Exercise directions ->
Reproduce without change the lines below, starting at the line that contains "Expected: for every instance of the chrome grille in" and continuing through the final line.
==== Recorded data ====
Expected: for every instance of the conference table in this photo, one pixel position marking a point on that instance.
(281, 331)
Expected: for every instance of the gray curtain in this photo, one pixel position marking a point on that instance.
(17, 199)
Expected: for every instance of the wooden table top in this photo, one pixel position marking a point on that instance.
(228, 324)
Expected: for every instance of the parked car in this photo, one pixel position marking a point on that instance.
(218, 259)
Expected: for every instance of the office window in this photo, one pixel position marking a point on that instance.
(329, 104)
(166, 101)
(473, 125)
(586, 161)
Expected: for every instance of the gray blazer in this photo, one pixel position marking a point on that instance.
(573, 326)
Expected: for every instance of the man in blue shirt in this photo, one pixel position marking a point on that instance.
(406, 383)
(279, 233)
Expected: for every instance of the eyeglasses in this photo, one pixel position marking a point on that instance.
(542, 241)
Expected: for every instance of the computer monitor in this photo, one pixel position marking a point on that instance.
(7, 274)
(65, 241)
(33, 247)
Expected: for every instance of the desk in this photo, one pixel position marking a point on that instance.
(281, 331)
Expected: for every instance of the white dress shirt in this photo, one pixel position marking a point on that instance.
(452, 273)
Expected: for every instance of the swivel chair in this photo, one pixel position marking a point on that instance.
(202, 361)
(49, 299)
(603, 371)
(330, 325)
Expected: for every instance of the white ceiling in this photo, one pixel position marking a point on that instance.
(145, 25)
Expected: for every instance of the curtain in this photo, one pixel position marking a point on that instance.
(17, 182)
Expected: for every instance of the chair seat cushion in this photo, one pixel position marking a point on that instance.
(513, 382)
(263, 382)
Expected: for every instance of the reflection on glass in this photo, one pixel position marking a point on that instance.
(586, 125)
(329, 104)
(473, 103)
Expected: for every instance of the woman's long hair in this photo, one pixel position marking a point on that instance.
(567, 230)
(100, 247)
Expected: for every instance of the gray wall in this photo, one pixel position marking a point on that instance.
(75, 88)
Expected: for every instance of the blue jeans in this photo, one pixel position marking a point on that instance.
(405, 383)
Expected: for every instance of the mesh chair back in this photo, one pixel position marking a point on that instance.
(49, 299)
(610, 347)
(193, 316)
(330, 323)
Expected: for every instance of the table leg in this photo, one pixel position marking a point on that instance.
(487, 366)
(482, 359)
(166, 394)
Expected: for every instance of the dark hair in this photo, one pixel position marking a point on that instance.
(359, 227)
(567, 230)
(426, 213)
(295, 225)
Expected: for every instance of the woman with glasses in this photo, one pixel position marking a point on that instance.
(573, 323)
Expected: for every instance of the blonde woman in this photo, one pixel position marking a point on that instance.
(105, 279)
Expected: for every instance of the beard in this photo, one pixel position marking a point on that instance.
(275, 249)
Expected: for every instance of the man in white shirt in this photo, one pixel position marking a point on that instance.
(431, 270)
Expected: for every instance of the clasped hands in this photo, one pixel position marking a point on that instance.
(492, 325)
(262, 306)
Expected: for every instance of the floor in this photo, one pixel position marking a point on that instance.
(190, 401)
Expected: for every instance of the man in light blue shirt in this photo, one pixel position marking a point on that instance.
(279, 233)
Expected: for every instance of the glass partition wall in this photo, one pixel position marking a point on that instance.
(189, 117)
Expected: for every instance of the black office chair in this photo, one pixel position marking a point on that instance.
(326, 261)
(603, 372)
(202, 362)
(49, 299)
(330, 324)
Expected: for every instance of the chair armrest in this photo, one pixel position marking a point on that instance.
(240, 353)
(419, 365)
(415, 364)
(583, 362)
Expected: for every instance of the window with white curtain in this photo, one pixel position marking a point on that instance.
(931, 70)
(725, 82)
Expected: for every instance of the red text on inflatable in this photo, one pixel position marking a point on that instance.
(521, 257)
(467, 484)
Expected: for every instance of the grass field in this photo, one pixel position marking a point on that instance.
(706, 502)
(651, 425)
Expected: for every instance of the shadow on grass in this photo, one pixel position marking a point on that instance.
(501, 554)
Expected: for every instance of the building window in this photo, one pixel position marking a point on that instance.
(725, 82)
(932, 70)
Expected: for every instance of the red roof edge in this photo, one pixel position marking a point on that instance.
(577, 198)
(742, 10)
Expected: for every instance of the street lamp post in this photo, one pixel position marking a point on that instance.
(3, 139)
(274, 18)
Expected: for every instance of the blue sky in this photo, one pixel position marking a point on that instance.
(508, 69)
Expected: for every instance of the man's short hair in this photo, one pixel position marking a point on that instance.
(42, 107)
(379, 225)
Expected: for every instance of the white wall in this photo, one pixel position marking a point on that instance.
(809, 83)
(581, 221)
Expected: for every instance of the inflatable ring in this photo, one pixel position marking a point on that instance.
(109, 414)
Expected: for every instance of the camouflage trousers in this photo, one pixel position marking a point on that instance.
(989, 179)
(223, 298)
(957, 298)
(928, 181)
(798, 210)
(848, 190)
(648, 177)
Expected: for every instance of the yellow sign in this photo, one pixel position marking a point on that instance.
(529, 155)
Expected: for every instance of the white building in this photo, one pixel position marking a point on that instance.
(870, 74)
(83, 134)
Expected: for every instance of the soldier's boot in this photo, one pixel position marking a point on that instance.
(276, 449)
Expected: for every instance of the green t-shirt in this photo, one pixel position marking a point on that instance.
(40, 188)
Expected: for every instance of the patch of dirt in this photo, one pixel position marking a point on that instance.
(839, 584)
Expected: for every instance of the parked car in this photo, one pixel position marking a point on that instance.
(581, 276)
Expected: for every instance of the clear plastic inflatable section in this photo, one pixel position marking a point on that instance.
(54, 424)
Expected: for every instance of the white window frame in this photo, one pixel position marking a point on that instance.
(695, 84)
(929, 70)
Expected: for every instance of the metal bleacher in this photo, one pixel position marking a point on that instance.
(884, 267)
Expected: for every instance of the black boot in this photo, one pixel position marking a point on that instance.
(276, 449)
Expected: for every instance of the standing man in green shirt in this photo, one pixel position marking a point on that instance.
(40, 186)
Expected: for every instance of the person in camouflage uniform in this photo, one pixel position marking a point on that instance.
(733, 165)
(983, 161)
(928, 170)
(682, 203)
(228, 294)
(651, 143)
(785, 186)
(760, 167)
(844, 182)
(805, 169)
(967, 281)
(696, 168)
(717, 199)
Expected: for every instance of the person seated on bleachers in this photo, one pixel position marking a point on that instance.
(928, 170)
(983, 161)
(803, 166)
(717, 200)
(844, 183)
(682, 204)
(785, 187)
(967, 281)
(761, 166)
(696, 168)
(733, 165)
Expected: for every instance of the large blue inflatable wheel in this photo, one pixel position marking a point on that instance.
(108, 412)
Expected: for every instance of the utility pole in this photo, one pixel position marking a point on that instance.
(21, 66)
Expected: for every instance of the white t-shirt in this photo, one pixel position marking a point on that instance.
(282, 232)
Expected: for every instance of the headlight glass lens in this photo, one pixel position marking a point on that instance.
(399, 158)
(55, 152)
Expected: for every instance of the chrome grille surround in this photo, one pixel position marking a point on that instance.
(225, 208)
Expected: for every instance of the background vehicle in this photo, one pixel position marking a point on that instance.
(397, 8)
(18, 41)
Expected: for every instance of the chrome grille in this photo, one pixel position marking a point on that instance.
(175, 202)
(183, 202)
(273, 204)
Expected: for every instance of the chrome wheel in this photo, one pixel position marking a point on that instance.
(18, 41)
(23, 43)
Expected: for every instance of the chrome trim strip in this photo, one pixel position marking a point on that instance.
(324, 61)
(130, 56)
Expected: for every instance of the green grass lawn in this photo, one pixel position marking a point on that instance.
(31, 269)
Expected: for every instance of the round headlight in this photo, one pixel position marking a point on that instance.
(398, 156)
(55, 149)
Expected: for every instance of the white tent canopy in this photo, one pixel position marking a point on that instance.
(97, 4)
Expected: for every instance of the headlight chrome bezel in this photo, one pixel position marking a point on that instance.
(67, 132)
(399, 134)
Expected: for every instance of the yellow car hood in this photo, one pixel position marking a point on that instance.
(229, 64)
====
Task output ->
Expected: for every instance of the chrome grille in this photo, one pixel position marking a point on that instance.
(175, 202)
(183, 202)
(273, 204)
Expected: for every instance of the chrome wheel in this photo, one pixel position marking a point on that instance.
(18, 41)
(23, 43)
Expected: for every instance of the chrome trim strip in this photo, one pixel position marking a point on that instance.
(324, 61)
(130, 56)
Expected: for every instance of the green grass lawn in this photo, one pixel position marking a point on that instance.
(31, 269)
Expected: for every instance of the round headlight in this photo, one pixel position marking a point on that instance.
(398, 156)
(55, 149)
Expected: for every instance of the white tent canopy in this photo, one pixel position marking a point on that instance.
(97, 4)
Expected: for every instance of the headlight chrome bezel in this photo, one pixel position marking a point on that instance.
(67, 132)
(399, 134)
Expected: for every instance of the yellow car hood in this photo, one pixel position marking a point on that instance.
(229, 64)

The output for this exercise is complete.